# Texte fourni
════════════════

Les patients l’ignorent trop souvent, mais la médecine est une science imparfaite en perpétuel changement. Les exemples qui l’illustrent ne manquent pas. «Il y a 40 ans, rappelle le professeur, on traitait les ulcères par chirurgie et avec une diète lactée. On sait maintenant qu’ils sont causés par une bactérie et on prescrit des antibiotiques aux malades. Autre exemple, il y a deux fois moins d’épisiotomies que dans les années 1980 parce que des recherches, dont les nôtres, ont révélé que cette procédure augmente les risques de déchirures graves plutôt que de les prévenir.»
Une nouvelle approche
Bref, ajuster sa pratique aux données probantes promettait une médecine plus alerte, limitant les actes inutiles, pour le plus grand bien des patients. Il y a une dizaine d’années, ceux qui adhéraient à cette approche ont toutefois constaté qu’une inconnue manquait dans l’équation. «Les données probantes ne sont pas appliquées dans le vide, mais sur des personnes, dit Michel Labrecque. Chacune d’elles a son histoire personnelle, ses valeurs et ses attentes, dont il faut tenir compte. C’est ce qui a conduit à la médecine centrée sur le patient et à la prise de décision partagée.» En théorie, cette approche est comme la tarte aux pommes.
Qui peut s’opposer au fait qu’un médecin et son patient discutent et prennent ensemble une décision en tenant compte des données scientifiques et des préférences de celui qui met sa santé dans la balance? «Les enquêtes réalisées auprès des médecins montrent qu’ils sont ouverts à l’idée et la plupart disent qu’ils la mettent déjà en pratique», explique France Légaré, professeure à la Faculté de médecine. Mais dans les faits, ils cernent mal le concept et tardent à embrasser cette nouvelle approche, a constaté son équipe de la Chaire de recherche du Canada en implantation de la prise de décision partagée dans les soins primaires.
Pour expliquer leurs réticences, les médecins invoquent principalement le manque de temps et la conviction que les patients ne comprendront pas les informations qui leur seront communiquées. Des objections qu’écarte la titulaire de la Chaire. «Certaines études indiquent que les consultations peuvent durer une minute ou deux de plus, mais un outil d’aide à la décision remis au patient avant la visite peut accélérer la rencontre. Par ailleurs, il est possible d’adapter l’intervention pour rejoindre les personnes moins scolarisées. Lorsqu’on le fait, même les patients qui ne voulaient pas participer à la décision disent apprécier l’expérience.»
Le médecin détient un savoir qui peut aider ses patients à y voir clair, mais ceux-ci possèdent des informations personnelles tout aussi importantes, souligne la chercheuse: «La rencontre de ces deux expertises permet d’arriver à une meilleure solution. Le rôle traditionnel du médecin, qui était celui d’un courtier en connaissances, devient celui d’un courtier en décisions.»

════════════════

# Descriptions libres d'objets

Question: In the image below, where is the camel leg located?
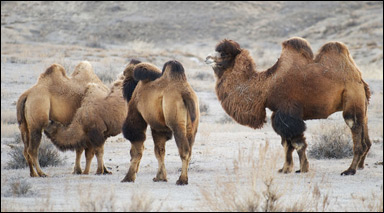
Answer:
[357,121,372,169]
[121,141,144,182]
[72,148,84,175]
[174,130,192,185]
[341,107,371,175]
[83,147,95,175]
[152,129,172,182]
[278,138,295,173]
[292,134,309,173]
[95,144,112,175]
[121,107,148,182]
[21,130,39,177]
[27,129,47,177]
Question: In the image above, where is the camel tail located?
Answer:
[16,93,28,142]
[181,93,196,123]
[361,79,371,104]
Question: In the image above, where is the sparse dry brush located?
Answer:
[5,134,65,169]
[308,120,353,159]
[201,141,330,212]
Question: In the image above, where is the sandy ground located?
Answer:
[1,2,383,211]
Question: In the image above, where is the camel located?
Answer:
[44,60,138,174]
[122,61,200,185]
[16,61,108,177]
[206,37,371,175]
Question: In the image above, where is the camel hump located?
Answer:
[71,61,94,78]
[282,37,313,60]
[315,41,350,62]
[162,60,187,81]
[40,64,67,78]
[133,63,162,81]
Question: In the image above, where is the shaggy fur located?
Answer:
[122,61,199,185]
[206,37,371,175]
[45,64,130,174]
[16,61,108,177]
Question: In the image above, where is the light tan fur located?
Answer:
[16,61,108,177]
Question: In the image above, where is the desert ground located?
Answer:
[1,1,383,212]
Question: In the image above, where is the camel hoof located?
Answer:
[121,178,135,183]
[176,179,188,186]
[72,169,82,175]
[340,169,356,176]
[103,170,112,175]
[39,173,48,177]
[278,169,291,174]
[153,177,168,182]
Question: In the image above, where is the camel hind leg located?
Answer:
[121,108,148,182]
[278,138,295,173]
[357,121,372,169]
[151,129,172,182]
[27,129,47,177]
[341,90,371,175]
[173,128,192,185]
[19,123,39,177]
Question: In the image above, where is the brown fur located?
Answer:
[45,76,128,174]
[122,61,199,185]
[16,62,108,177]
[206,38,371,175]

════════════════

# Consigne
Rédigez la suite du texte sur la prise de décision partagée en médecine, présenté plus haut, en enchaînant après sa dernière phrase.

# Votre réponse
Être ou ne pas être patient
Les patients ont leur bout de chemin à faire avant que s’incarne cette vision plus égalitaire du lien médecin-patient. Une étude à laquelle France Légaré a participé révèle qu’à peine 14% des personnes oseraient dire ouvertement à leur médecin qu’elles ne partagent pas son point de vue sur une question relevant d’une préférence entre trois traitements d’égale valeur. La raison ? Elles estiment qu’il est socialement inacceptable d’exprimer un avis contraire à celui de son médecin et que rien de bon ne peut en résulter. «Cette attitude n’est pas seulement un obstacle à la prise de décision partagée. Elle est le reflet d’un modèle –la prise de décision par l’expert– que la prise de décision partagée cherche à remplacer», soutient-elle.
L’inégalité viscérale des rapports entre un médecin et ses patients se résume dans un problème qu’a étudié Yves Longtin. Cet infectiologue, qui a étudié et enseigné à l’Université Laval, a posé une question toute simple à des patients: oseriez-vous demander à un médecin qui s’apprête à changer votre pansement s’il s’est bien lavé les mains? Presque 60% des personnes interrogées répondent non. Ce pourcentage grimpe à 96% dans le groupe le plus vulnérable, les personnes hospitalisées, malgré les statistiques accablantes sur les infections contractées en milieu hospitalier. La possibilité de choquer le médecin, qui détient la connaissance et le pouvoir sur leur bien le plus précieux –leur santé– suffit à lier les langues.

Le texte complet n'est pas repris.